▶ [PROMPT]
Copy out all the lines exactly. Omit pictures.
<<<<
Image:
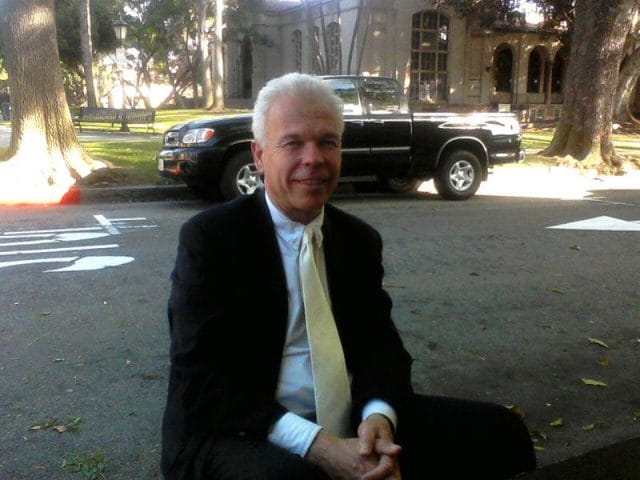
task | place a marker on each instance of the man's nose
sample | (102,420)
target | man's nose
(311,153)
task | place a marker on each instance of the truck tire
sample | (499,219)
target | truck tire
(403,184)
(240,176)
(458,176)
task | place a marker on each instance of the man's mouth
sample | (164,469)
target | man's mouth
(312,181)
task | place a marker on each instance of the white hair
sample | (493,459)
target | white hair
(298,85)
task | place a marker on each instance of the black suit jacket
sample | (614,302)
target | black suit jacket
(228,320)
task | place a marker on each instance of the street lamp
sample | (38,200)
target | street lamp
(120,30)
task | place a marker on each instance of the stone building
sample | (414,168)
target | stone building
(444,61)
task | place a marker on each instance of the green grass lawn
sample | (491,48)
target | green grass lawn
(137,164)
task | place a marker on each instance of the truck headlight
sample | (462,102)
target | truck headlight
(197,135)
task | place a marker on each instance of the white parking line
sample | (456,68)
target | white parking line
(51,250)
(102,220)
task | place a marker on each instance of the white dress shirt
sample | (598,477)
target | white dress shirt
(296,430)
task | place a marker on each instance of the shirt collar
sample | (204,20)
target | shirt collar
(289,230)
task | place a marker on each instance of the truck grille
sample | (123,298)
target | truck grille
(172,139)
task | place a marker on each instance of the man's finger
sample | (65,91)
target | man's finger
(366,438)
(385,447)
(386,467)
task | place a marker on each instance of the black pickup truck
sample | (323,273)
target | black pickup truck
(384,145)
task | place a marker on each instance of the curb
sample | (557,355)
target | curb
(134,193)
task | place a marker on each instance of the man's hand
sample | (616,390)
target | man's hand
(375,436)
(340,457)
(371,456)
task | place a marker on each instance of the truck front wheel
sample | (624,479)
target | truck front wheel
(240,176)
(458,176)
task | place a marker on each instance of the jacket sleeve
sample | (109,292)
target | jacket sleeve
(376,357)
(215,388)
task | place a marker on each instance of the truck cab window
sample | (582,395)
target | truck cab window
(382,96)
(347,92)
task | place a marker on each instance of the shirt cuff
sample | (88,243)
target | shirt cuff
(294,433)
(383,408)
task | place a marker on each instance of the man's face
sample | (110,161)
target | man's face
(301,158)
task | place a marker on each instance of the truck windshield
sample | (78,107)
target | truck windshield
(381,95)
(346,90)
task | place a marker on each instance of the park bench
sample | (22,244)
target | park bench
(124,117)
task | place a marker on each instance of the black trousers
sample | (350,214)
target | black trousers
(441,437)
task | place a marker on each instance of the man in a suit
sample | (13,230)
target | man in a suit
(246,395)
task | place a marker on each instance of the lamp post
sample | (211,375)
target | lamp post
(120,30)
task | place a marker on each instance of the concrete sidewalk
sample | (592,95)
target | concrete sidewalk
(615,462)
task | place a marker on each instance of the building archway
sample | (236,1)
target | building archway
(246,55)
(429,57)
(558,70)
(537,72)
(503,69)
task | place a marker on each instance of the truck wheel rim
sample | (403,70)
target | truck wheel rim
(461,175)
(248,179)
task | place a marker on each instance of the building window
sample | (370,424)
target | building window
(334,54)
(503,68)
(315,51)
(534,72)
(429,51)
(296,43)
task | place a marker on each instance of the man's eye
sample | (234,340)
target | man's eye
(292,145)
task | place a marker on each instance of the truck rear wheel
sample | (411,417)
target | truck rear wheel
(240,176)
(458,176)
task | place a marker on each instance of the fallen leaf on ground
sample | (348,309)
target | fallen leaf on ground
(597,341)
(558,422)
(57,426)
(595,383)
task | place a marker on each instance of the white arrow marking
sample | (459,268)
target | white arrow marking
(31,233)
(62,237)
(66,249)
(603,223)
(37,260)
(93,263)
(102,220)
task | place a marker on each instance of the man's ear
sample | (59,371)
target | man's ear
(257,151)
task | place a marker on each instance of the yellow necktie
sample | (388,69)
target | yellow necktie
(330,378)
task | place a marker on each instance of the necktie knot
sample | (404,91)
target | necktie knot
(312,236)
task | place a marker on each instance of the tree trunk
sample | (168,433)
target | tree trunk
(45,155)
(318,66)
(86,46)
(626,84)
(203,50)
(584,132)
(218,60)
(354,35)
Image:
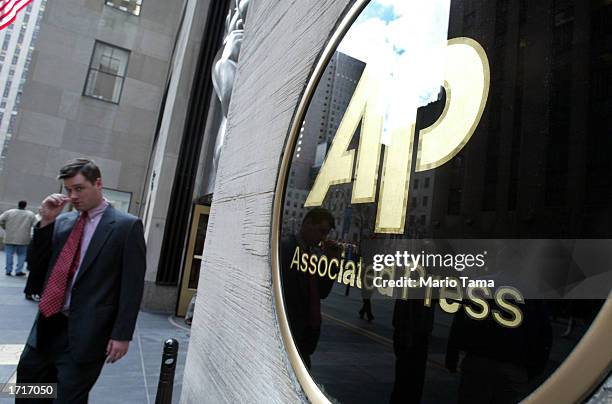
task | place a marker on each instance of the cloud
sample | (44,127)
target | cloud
(403,42)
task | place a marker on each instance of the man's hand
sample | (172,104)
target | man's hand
(116,350)
(51,207)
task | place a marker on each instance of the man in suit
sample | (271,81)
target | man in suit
(88,308)
(303,291)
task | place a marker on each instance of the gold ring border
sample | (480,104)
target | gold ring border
(582,371)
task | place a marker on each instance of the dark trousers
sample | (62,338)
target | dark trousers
(51,362)
(306,343)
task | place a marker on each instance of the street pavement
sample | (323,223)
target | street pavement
(131,380)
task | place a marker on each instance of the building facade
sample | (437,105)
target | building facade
(95,86)
(18,42)
(190,108)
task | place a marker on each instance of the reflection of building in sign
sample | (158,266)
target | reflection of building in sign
(326,109)
(522,171)
(293,211)
(327,106)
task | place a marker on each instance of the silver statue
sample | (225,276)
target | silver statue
(224,75)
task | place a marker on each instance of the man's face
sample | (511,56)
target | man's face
(314,233)
(83,194)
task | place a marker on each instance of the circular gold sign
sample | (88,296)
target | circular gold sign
(441,228)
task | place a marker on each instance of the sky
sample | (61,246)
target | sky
(403,42)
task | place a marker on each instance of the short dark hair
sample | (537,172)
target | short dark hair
(86,167)
(318,215)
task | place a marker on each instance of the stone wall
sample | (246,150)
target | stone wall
(236,353)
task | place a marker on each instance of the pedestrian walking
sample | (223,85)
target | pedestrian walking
(89,305)
(17,225)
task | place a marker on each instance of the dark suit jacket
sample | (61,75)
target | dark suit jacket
(109,284)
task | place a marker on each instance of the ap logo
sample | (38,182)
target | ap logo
(466,82)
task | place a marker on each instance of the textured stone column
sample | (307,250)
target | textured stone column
(236,353)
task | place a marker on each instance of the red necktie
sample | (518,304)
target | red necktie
(52,300)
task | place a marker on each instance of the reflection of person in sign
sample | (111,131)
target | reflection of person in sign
(303,291)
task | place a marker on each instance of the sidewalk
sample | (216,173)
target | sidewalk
(131,380)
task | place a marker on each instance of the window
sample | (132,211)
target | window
(7,89)
(128,6)
(106,72)
(12,122)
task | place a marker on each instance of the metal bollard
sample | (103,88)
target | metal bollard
(166,374)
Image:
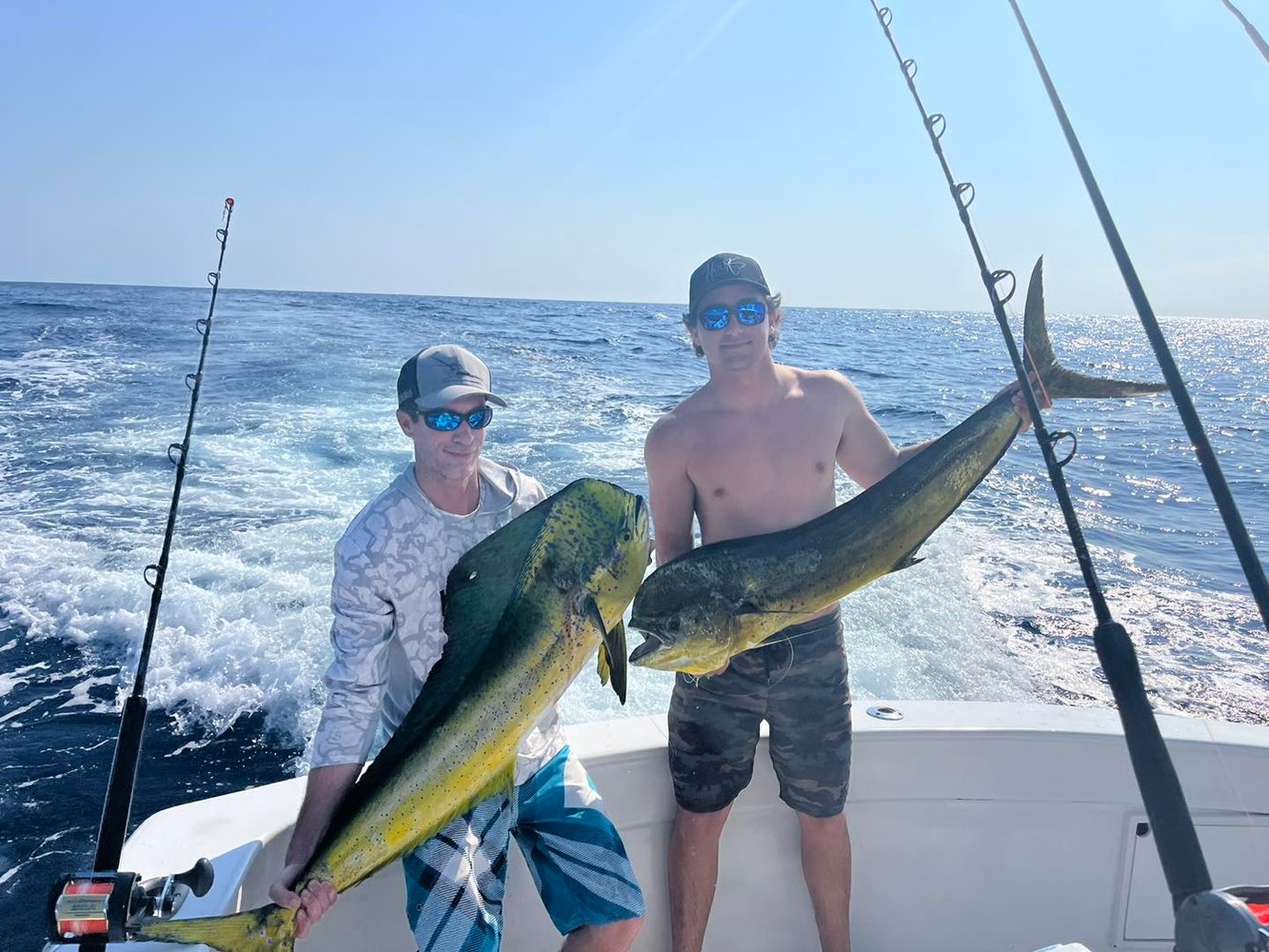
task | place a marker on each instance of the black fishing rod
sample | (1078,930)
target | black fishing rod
>>>>
▶ [OUTPUT BELOW]
Image:
task | place a marker on each instance of the man's nose
sample | (102,420)
target | man's nose
(311,153)
task | place a marker on each instance of the truck tire
sample | (499,219)
target | truck tire
(403,184)
(240,176)
(458,176)
task | place a marker on each instance of the man's mouth
sample | (164,469)
target | man's mouth
(312,181)
task | place a marker on each instance of the white hair
sample | (493,459)
target | white hair
(298,85)
task | place a marker on each instance of the black suit jacket
sample | (614,302)
target | black suit jacket
(228,320)
task | place a marker on each instance of the street lamp
sample | (38,200)
target | street lamp
(120,30)
task | place a marker on each instance of the stone building
sample | (414,168)
target | stone building
(444,61)
task | place a marker on each instance of the green grass lawn
sample | (491,48)
target | green grass lawn
(137,164)
task | place a marker on each instance of the truck headlight
sample | (462,102)
target | truck headlight
(197,135)
task | place a marker on each instance of the white parking line
sample | (456,68)
target | white parking line
(51,250)
(102,220)
task | place a marker on each instance of the white dress shirt
sample | (598,477)
target | white dress shirt
(296,430)
task | place a marker on each instance of the shirt collar
sample | (204,20)
target | shirt collar
(289,230)
task | place a marker on each instance of the truck grille
sample | (123,298)
target | truck grille
(172,139)
task | place a marker on each instance of the man's finger
sample | (65,91)
target | man's finger
(366,438)
(385,447)
(386,467)
task | place a marker on each instance of the black pickup truck
sample | (323,273)
target | black pickup truck
(384,145)
task | place a marker on each instance of the curb
sample | (557,355)
target | curb
(134,193)
task | place a marker on each instance of the man's hand
sample | (616,390)
target | man's hand
(375,436)
(340,457)
(371,456)
task | place a marker on each instance of the truck front wheel
sample | (624,479)
target | truck front wheel
(240,176)
(458,176)
task | place a marker on each instance of the jacket sleeve
sample | (109,292)
target | jacket sleeve
(376,357)
(215,388)
task | place a marker on each instance of the truck cab window
sample | (582,395)
target | truck cab window
(382,96)
(347,92)
task | place a marker on each instance of the shirt cuff
sample | (88,243)
target | shirt cuff
(294,433)
(383,408)
task | place a marker on each instance of the man's face
sample | (110,161)
target | man's face
(301,158)
task | place a marker on each instance of the truck windshield
sample | (78,107)
target | truck windshield
(381,95)
(346,90)
task | place a marker on each instance of the park bench
sample | (22,244)
target | park bench
(124,117)
task | place a marker on each instance of the black trousers
sample | (350,214)
target | black trousers
(441,437)
task | place a marker on each instance of the man in a suit
sample | (13,230)
target | man in a suit
(246,395)
task | place a marker on each instance of the lamp post
sample | (211,375)
target | lamp post
(120,30)
task | place a marker on each instance of the concrete sidewalk
sample | (592,95)
target | concrete sidewalk
(615,462)
task | place a marker on each instance of the building archway
sample | (236,1)
target | building archway
(246,55)
(429,57)
(558,70)
(537,72)
(503,69)
task | place a marker on each instance of the truck wheel rim
sample | (403,70)
target | truck wheel rim
(461,175)
(248,179)
task | place a marker on each instance of the building window
sample | (370,424)
target | building window
(334,54)
(503,68)
(315,51)
(534,72)
(429,51)
(296,43)
task | place a marker on each instance of the man's eye
sample | (234,340)
target | man's eye
(292,145)
task | place a marker on each instance of the truck rear wheel
sample | (411,417)
target | truck rear wheel
(240,176)
(458,176)
task | place a marker on each instance of the fallen leaf on ground
sample | (348,309)
target | fallen leaf on ground
(597,341)
(558,422)
(57,426)
(595,383)
task | place a marker on each instance of the white arrow marking
sample | (459,268)
target | white arrow marking
(31,233)
(62,237)
(66,249)
(603,223)
(37,260)
(93,263)
(102,220)
task | place a marker on each instance of the man's ear
sample | (59,371)
target | man's ear
(257,151)
task | place a marker on each instance of the yellow necktie
sample | (388,69)
target | yellow necktie
(330,378)
task | place a marker on each instance of the necktie knot
sample | (404,91)
target | necktie knot
(312,236)
task | place a marker on each instance of the tree trunk
sample | (168,433)
target | tree trunk
(45,155)
(318,66)
(86,46)
(626,84)
(203,50)
(584,132)
(218,60)
(354,35)
Image:
task | place a marker on each instance of the cloud
sample | (44,127)
target | cloud
(403,42)
task | place a marker on each instance of the man's hand
sample | (172,104)
target | man's hand
(116,350)
(51,207)
task | place a marker on each instance of the man in suit
sample | (271,81)
target | man in suit
(88,308)
(303,291)
task | place a marker on each instance of the gold ring border
sample | (480,104)
target | gold ring border
(582,371)
task | place a marker on each instance of the dark trousers
sample | (62,338)
target | dark trousers
(51,362)
(306,343)
task | place a marker on each instance of the street pavement
sample | (323,223)
target | street pavement
(131,380)
task | place a marker on each instance of the building facade
sample | (437,105)
target | building facade
(95,86)
(18,42)
(190,108)
task | place a marker on each instance of the reflection of building in sign
sample | (158,266)
target | reflection of building in sign
(326,109)
(522,171)
(293,211)
(327,106)
task | place a marker on each instance of the silver statue
sample | (225,276)
target | silver statue
(224,75)
task | place a marker on each instance of the man's face
sample | (511,56)
target | man's face
(314,233)
(83,194)
task | place a marker on each instance of the circular gold sign
sample | (88,296)
target | circular gold sign
(441,228)
task | place a marker on each instance of the sky
sample | (61,246)
target | sky
(403,42)
task | place a marker on each instance of the short dark hair
sample | (537,172)
target | short dark hair
(86,167)
(318,215)
task | place a marker on each instance of the stone wall
sample | (246,150)
target | stone wall
(236,353)
task | place a marker on each instance of the pedestrian walking
sample | (223,85)
target | pedestrian walking
(89,305)
(17,225)
task | place a marker on each instance of the dark suit jacket
sample | (61,75)
target | dark suit jacket
(109,284)
task | place a marker on each instance of the ap logo
sample | (38,182)
target | ap logo
(466,82)
task | place a marker on each instance of the textured stone column
sample | (307,250)
target | textured stone column
(236,353)
task | place a marker on each instance of the red necktie
sample | (518,304)
target | red necktie
(52,300)
task | place a marker on each instance of the reflection of person in sign
sample | (111,131)
target | reflection of person in sign
(303,291)
task | place a marker on each instance of the sidewalk
sample | (216,173)
target | sidewalk
(131,380)
task | place a marker on each instance of the window
sample | (132,211)
target | window
(7,89)
(128,6)
(106,72)
(12,122)
task | place a marker on each instance of the metal bollard
sample | (103,88)
target | metal bollard
(166,374)
Image:
task | place a marker on each instance of the black fishing rod
sample | (1078,930)
target | black fishing rod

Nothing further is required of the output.